Text under study below:

The Jasper County Courthouse in Rensselaer, Indiana is a building from 1898. It was listed on the National Register of Historic Places in 1983 and is located in the Rensselaer Courthouse Square Historic District. The Jasper County Courthouse was erected in 1898 at a total cost of $141,731.94. It is located in the center of the Courthouse Square bounded by Washington, Cull en, Harrison and Van Rensselaer Streets. The Courthouse Square, itself, is defined by a retaining wall of concrete, about 18" high and a foot wide. There are steps leading from the street to the walks leading to all four entrances to the building.

The building stands on a bedrock. The building has four floors for a total of 348404 sqft, plus a basement and the tower. The clock tower is 120 ft high.

The building is faced Bedford limestone, and features medieval elements. Entrances on the north and south sides are framed in two-story Tudor arches supported on clusters of columns. Flanking these entrances are three-story round towers. Centered over the entrance is a wall dormer, which is surmounted by the clock tower. The clock tower also has a wall dormer on each face of its pyramidal roof.

On either side of the entrances and towers are five double-hung windows on each floor, with wall dormers over two bays. The corners have narrow, windowless turrets. The entrance bay, dormer, and flanking towers project from the building.

End of Text under study.
The data below:

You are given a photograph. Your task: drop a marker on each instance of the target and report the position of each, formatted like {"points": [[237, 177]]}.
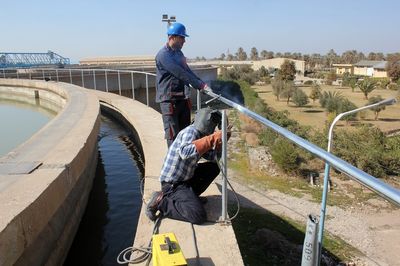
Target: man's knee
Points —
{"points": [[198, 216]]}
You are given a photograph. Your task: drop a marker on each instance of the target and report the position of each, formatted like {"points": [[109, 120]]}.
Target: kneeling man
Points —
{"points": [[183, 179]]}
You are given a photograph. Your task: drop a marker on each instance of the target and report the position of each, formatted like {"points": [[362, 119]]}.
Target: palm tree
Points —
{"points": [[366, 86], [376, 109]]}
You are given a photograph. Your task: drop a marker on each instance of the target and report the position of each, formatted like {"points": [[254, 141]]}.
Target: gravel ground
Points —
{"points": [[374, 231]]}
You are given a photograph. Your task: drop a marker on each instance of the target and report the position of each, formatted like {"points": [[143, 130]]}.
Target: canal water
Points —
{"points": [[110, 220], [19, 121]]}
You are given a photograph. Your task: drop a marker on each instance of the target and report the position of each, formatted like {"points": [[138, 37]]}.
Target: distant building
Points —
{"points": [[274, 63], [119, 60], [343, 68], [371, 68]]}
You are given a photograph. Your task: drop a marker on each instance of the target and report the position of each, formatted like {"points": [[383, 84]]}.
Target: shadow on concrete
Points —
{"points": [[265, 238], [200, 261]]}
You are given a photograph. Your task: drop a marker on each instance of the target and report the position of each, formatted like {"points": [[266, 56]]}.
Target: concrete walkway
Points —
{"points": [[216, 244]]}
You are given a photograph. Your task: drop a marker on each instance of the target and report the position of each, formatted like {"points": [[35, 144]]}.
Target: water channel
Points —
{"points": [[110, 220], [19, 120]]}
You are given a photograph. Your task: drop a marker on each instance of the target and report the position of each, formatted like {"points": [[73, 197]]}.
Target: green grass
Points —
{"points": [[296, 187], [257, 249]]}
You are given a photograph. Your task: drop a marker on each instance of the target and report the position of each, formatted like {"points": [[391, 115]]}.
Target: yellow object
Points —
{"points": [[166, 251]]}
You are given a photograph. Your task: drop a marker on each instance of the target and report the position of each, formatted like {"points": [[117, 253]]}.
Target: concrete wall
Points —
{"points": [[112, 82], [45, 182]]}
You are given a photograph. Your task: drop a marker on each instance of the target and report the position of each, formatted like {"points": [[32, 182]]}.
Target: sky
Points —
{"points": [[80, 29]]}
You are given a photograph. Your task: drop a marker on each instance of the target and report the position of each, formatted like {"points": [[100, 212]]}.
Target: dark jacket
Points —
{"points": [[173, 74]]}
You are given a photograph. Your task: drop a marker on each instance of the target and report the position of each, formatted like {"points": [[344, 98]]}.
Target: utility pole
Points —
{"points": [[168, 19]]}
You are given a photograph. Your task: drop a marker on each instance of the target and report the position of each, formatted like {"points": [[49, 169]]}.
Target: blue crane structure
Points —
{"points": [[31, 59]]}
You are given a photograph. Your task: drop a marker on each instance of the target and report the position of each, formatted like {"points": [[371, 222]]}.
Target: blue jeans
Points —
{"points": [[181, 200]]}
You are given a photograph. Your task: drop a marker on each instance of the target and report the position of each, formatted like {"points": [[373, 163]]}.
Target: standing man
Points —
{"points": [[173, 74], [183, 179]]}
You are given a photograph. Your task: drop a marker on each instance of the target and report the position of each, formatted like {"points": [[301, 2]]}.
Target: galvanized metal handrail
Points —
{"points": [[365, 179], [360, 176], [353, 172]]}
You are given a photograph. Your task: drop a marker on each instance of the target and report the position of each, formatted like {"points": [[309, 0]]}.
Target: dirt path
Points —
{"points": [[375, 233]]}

End of The data.
The data below:

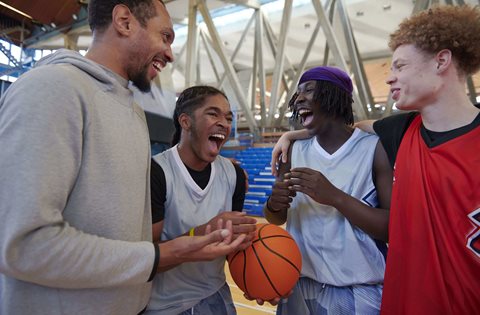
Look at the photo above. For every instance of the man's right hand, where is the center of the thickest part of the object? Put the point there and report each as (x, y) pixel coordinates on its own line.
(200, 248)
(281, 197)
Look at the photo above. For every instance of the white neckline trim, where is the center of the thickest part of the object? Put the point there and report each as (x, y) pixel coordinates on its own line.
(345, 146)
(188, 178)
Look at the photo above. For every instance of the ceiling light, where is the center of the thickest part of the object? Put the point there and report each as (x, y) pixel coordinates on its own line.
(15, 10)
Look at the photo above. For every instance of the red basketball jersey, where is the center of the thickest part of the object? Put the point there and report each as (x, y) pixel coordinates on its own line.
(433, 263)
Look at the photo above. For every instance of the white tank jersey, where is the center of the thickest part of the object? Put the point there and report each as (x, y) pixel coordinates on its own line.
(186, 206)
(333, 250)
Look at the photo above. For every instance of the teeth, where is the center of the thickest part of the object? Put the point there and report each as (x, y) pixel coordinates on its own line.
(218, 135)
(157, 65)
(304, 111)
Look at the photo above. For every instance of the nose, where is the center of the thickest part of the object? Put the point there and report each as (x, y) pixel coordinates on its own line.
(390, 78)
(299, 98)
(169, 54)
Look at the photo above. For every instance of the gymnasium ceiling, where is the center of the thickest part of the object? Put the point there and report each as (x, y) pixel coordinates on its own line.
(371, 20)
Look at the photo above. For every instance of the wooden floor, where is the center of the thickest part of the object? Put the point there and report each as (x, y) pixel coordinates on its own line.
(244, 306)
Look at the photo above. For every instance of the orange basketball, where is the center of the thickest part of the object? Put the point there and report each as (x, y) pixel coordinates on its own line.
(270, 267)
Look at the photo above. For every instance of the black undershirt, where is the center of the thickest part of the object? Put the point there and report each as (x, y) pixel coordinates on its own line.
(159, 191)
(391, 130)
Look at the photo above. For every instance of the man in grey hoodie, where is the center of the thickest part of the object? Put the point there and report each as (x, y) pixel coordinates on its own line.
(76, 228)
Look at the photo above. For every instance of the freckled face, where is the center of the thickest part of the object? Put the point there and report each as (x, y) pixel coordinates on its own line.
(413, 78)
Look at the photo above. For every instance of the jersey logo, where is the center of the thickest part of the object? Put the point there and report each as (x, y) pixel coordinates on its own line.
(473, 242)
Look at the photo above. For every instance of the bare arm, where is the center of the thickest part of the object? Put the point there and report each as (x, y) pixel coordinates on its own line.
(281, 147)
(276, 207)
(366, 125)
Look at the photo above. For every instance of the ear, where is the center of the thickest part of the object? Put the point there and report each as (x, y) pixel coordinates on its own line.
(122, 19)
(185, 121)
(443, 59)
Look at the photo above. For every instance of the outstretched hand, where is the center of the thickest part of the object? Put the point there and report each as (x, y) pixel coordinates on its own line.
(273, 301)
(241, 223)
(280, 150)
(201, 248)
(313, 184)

End of The data.

## [Exercises]
1. According to the courthouse text, what was the total cost of erecting the Jasper County Courthouse?
2. Retype the courthouse text from "The building stands" to "its pyramidal roof.".

## [Answers in order]
1. $141,731.94

2.
The building stands on a bedrock. The building has four floors for a total of 348404 sqft, plus a basement and the tower. The clock tower is 120 ft high.

The building is faced Bedford limestone, and features medieval elements. Entrances on the north and south sides are framed in two-story Tudor arches supported on clusters of columns. Flanking these entrances are three-story round towers. Centered over the entrance is a wall dormer, which is surmounted by the clock tower. The clock tower also has a wall dormer on each face of its pyramidal roof.